-- start of Records for the exercise --

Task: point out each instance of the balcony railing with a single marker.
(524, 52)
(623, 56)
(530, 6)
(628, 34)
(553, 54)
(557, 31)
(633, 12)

-- end of Records for the exercise --

Retype the listing. Match it exactly.

## [Solution to the exercise]
Task: point out each instance of the balcony railing with a single marker.
(524, 52)
(623, 56)
(530, 6)
(628, 34)
(553, 54)
(557, 31)
(633, 12)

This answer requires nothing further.